**Problem statement:** How many lines in the data below contain the string "marble", matching case exactly? Reply with the number alone.
━━━ Record set
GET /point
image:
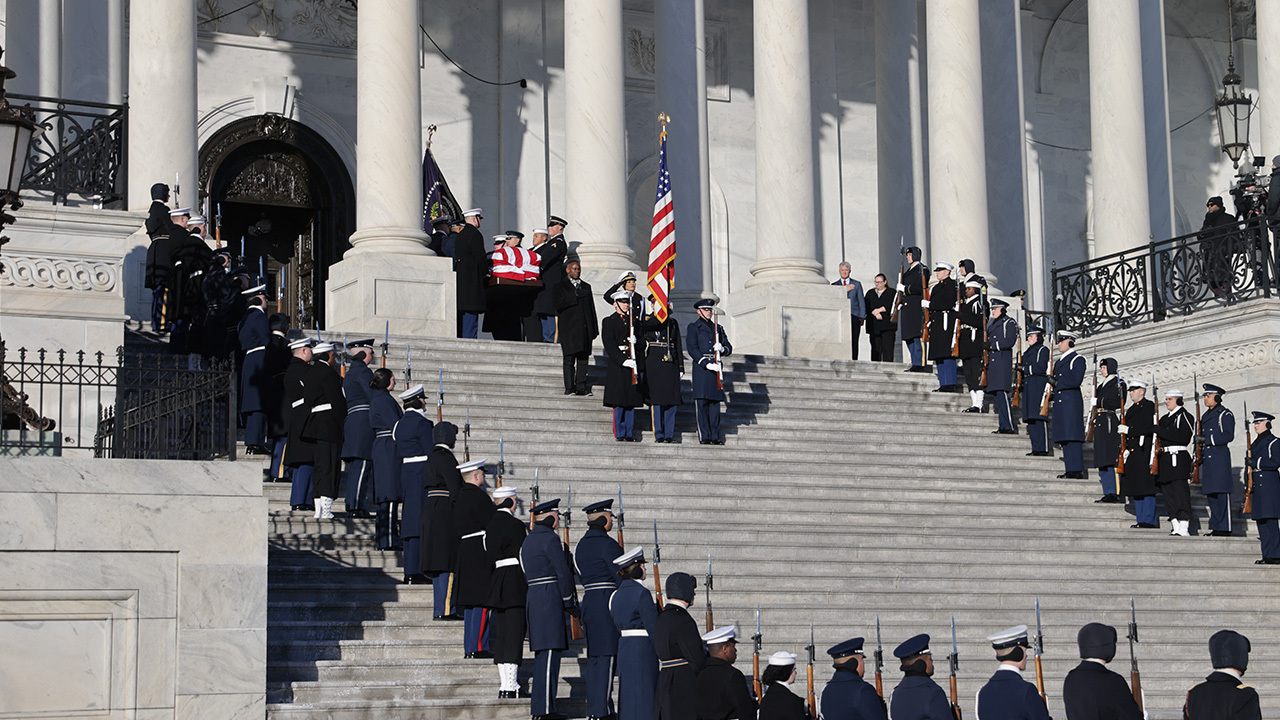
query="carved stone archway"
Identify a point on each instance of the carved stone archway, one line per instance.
(288, 195)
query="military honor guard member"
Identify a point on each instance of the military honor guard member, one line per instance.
(1176, 431)
(1068, 409)
(384, 411)
(664, 363)
(1223, 695)
(680, 651)
(918, 697)
(255, 332)
(942, 326)
(1106, 429)
(504, 536)
(636, 619)
(910, 313)
(723, 689)
(1034, 378)
(1139, 431)
(357, 433)
(705, 340)
(848, 696)
(551, 600)
(1008, 696)
(439, 540)
(1001, 338)
(973, 338)
(1092, 692)
(594, 560)
(624, 374)
(1266, 487)
(472, 509)
(1216, 432)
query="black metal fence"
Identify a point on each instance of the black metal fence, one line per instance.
(145, 406)
(1170, 277)
(82, 150)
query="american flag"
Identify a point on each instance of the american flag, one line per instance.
(662, 240)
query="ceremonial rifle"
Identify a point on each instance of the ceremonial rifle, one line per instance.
(1134, 675)
(813, 698)
(1040, 650)
(575, 623)
(955, 668)
(657, 560)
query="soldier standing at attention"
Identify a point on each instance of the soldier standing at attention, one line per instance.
(1069, 405)
(848, 696)
(1006, 695)
(1092, 692)
(1034, 378)
(680, 651)
(594, 560)
(551, 600)
(1217, 431)
(705, 341)
(636, 619)
(1224, 696)
(918, 697)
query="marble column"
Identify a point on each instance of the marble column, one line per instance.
(786, 308)
(682, 95)
(595, 140)
(389, 274)
(1121, 205)
(958, 146)
(161, 99)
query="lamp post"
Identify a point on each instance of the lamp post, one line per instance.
(17, 128)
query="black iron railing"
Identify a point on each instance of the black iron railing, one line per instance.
(147, 406)
(82, 150)
(1171, 277)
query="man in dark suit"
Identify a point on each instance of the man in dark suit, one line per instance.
(1092, 692)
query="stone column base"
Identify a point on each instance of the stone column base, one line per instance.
(416, 294)
(794, 319)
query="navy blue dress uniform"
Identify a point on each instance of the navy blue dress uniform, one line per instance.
(593, 559)
(624, 383)
(1008, 696)
(910, 314)
(917, 697)
(255, 332)
(848, 696)
(357, 433)
(700, 341)
(1092, 692)
(508, 589)
(1001, 338)
(1069, 408)
(636, 619)
(1224, 695)
(384, 411)
(723, 691)
(1106, 429)
(439, 538)
(680, 651)
(551, 598)
(1036, 360)
(1137, 481)
(472, 509)
(1217, 429)
(1176, 432)
(414, 436)
(1265, 460)
(664, 363)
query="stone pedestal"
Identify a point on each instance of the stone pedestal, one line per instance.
(412, 292)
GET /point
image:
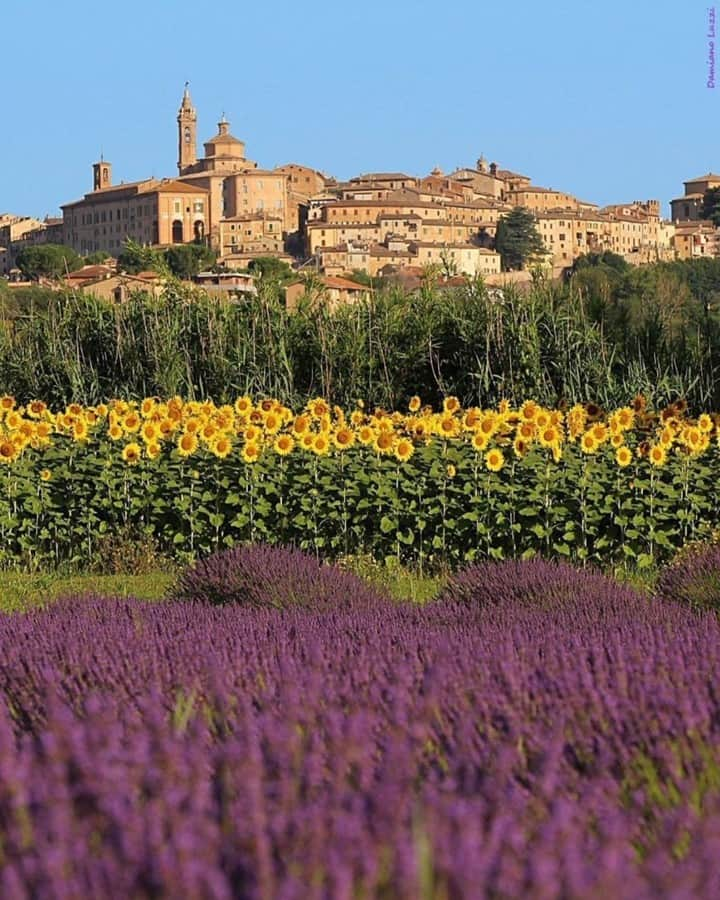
━━━━━━
**Complete output:** 2